Durchzuführende Aufgaben —
1. In welchen Bundesländern ist der Internationale Frauentag laut dem Text zum Weltfrauentag ein gesetzlicher Feiertag?
2. Gib aus den Zeilen den Abschnitt unverändert aus, der mit der Zeile beginnt, die „Look at the photo above. For each instance of the silvery“ enthält, und mit dem Ende der Zeilen schließt, beide Enden eingeschlossen.

Bereitgestellter Text —
○ ○ ○

Paternalismus. Vielleicht der größte Feind echter Gleichstellung in Verschiedenheit. In der DDR mutierte der einstige (sozialistische) Kampftag der Frauen zum verkappten „Muttitag“ mit Sonderehrungen und Blümchen in der Betriebsgruppe. Doch zumindest gab es ihn noch, den 8. März, im anderen Teil Deutschlands verschwand der „rote“ Tag im 50er und 60er-Jahre-Mief. Ob er wieder lebendig ist, der Kampf um Gleichstellung, werden auch der heutige Weltfrauentag, die Demos und Versammlungen in Leipzig an einem weiteren Streiktag von Ver.di zeigen.

Zum Beginn eine einfache Frage: In welchen Bundesländern ist der Internationale Frauentag eigentlich ein gesetzlicher Feiertag? Richtig: in Berlin und Mecklenburg-Vorpommern. Nur, möchte man meinen, wenn man neben dem Kampf für Gleichstellung für einen echten Feiertag zu Ehren der Frauen einsteht.

○ ○ ○

Datensätze —
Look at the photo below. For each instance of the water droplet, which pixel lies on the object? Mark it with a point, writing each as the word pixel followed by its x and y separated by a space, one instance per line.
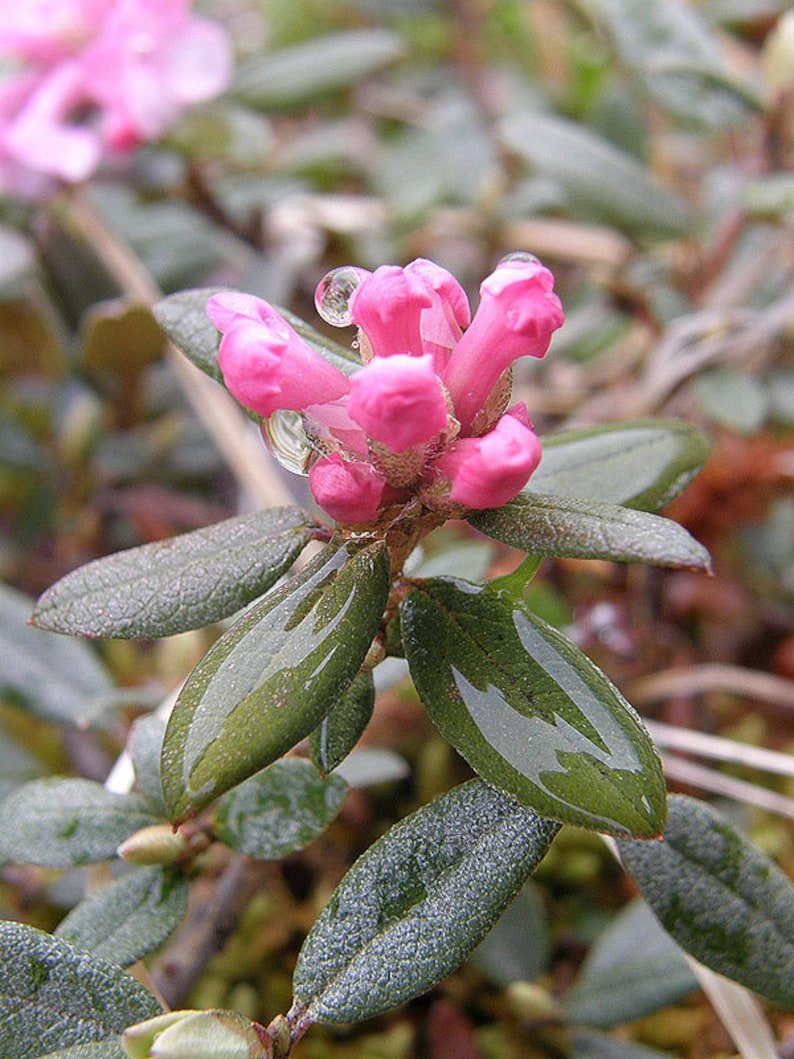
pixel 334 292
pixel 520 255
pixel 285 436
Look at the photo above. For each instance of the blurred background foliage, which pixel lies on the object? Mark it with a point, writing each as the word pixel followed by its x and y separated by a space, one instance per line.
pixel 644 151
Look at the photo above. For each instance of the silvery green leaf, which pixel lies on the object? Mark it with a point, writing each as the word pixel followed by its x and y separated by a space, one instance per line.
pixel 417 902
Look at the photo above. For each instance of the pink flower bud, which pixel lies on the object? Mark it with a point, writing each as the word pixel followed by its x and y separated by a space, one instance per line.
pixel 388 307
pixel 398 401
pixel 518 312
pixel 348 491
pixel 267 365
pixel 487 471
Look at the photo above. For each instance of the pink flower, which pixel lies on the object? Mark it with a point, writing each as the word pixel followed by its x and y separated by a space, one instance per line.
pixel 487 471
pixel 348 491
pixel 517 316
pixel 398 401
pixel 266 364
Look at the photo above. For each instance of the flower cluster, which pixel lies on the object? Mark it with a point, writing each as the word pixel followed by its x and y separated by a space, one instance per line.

○ ○ ○

Lösungen —
1. In Berlin und Mecklenburg-Vorpommern.

2.
Look at the photo above. For each instance of the silvery green leaf, which pixel lies on the object? Mark it with a point, writing each as the word pixel followed by its x and y separated by a space, one instance per line.
pixel 417 902
Look at the photo above. For each instance of the pink flower bud, which pixel lies on the object? Mark it with a point, writing each as the word pixel followed by its x and y separated by a space, one instance per line.
pixel 388 307
pixel 398 401
pixel 518 312
pixel 348 491
pixel 267 365
pixel 487 471
Look at the photo above. For each instance of the pink flower, which pixel lies on the object? Mark it with a point, writing each as the word pixel followed by its x and y separated by a space, one instance per line.
pixel 487 471
pixel 348 491
pixel 517 316
pixel 398 401
pixel 266 364
Look at the photo above. For each instance of the flower cluster, which pixel lies on the object? Mark it with a point, writing each as the word pixel followed by its x and y separated by a space, one instance per line.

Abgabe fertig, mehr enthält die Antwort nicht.